→ SET EXERCISE: Using the planing thread, explain in one to three sentences why planing where the wood fibers run into the board can damage the surface.

→ TEXT:
»»
# Planing technique?



## Chris Curl (Jan 1, 2013)

Now that I am learning how to use a plane, I am reading more about them, and a term came up that I am not familiar with:

Grain runout

When you encounter this, you should plane the other direction.

Does that refer to the situation where the fibers are not running parallel to the face, and they are running "into the wood" if you will, such that the plane grabs fibers by the end and gets pulled too far into the wood, breaking the fibers of below the face, rather than cutting them?


----------



## tc65 (Jan 9, 2012)

That's correct. You always want to plane a board with the grain direction angling up and away from you. After you mess up a couple of boards by planing against the grain, it will become second nature to always check the grain direction before putting steel to wood.


----------



## Dave Paine (May 30, 2012)

Chris Curl said:


> Now that I am learning how to use a plane, I am reading more about them, and a term came up that I am not familiar with:
> 
> Grain runout
> 
> ...


Good question.

I think of grain runout as grain which is running into or out of the wood. If you are planing in a direction where it is running out of the wood it will tear less, but may not feel smooth. If you are planing in a direction where it is running into the wood, it may tear.

Some species are more prone to grain runout. Mahogany comes to mind.

This is picture from a replacement sidelight using mahogany. Exact species was not specified. Looks like african, but could be one of several.

The steaks in the bottom part are all grain runout. It looks attractive, but it is a challenge to plane and not get tearout.









If you get tearout, it is good to try planing in another direction, but some pieces will tear on one place in the first direction and another place in another direction.

You may also hear the term "wild grain" which is where the grain is running in more than one direction. Common to see around knots and especially in burls.

I have a piece of ash which has a nice combination of sap and heart grain. No knots, but I lost a lot of thickness due to tearout while power planing for thickness even with very light passes. I still have some tearout in spots. Bummer.


----------



## WillemJM (Aug 18, 2011)
««
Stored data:
»»
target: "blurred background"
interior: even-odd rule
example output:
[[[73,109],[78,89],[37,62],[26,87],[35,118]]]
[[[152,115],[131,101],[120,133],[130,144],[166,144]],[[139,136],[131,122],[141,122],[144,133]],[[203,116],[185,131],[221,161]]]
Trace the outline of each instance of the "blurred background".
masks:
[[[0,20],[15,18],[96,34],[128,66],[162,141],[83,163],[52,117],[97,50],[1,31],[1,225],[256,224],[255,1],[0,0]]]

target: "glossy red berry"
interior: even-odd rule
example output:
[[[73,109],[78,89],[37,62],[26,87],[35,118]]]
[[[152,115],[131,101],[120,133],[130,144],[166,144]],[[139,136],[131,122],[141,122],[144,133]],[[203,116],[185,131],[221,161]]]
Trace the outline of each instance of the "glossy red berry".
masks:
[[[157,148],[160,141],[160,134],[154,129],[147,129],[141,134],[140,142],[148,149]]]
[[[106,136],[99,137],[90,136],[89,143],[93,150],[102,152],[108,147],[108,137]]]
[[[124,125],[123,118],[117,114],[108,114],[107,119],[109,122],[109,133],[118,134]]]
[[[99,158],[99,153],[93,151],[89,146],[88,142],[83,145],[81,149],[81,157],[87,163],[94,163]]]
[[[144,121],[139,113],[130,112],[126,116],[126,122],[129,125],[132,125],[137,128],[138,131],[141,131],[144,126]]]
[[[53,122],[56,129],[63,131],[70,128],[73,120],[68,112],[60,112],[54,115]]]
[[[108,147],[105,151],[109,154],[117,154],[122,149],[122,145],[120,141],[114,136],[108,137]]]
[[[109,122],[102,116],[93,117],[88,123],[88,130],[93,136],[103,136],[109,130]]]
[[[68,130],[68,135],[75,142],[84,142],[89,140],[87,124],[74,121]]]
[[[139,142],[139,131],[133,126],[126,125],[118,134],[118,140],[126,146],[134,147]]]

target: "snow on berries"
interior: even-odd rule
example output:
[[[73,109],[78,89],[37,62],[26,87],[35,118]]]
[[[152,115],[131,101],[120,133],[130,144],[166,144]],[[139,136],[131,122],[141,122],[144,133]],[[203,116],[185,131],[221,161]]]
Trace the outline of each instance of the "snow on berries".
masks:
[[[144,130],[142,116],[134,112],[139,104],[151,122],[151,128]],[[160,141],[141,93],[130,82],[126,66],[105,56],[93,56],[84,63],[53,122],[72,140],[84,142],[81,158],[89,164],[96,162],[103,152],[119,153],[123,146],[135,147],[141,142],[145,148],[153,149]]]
««
»»
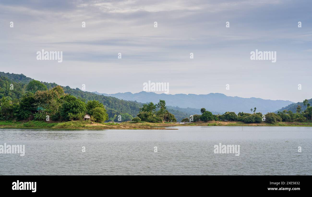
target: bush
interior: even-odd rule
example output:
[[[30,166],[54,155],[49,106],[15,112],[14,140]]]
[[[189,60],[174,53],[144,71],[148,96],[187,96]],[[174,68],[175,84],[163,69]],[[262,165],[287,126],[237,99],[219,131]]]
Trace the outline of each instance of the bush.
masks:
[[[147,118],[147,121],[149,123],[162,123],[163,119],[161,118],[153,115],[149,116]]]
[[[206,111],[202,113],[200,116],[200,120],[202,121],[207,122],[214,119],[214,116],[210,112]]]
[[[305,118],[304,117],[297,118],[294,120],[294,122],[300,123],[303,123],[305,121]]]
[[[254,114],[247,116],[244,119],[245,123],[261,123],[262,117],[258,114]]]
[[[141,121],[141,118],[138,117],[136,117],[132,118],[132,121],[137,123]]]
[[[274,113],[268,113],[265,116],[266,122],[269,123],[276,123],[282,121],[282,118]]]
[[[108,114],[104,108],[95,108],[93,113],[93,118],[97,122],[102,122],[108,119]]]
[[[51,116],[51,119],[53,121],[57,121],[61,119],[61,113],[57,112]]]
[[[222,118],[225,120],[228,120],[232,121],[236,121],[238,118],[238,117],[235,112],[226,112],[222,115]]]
««
→ THE RESULT: When the fibers angle into the wood instead of running parallel to the face, the plane catches them by their ends and is pulled too far into the wood. The fibers then break below the face instead of being cut cleanly, which produces tearout.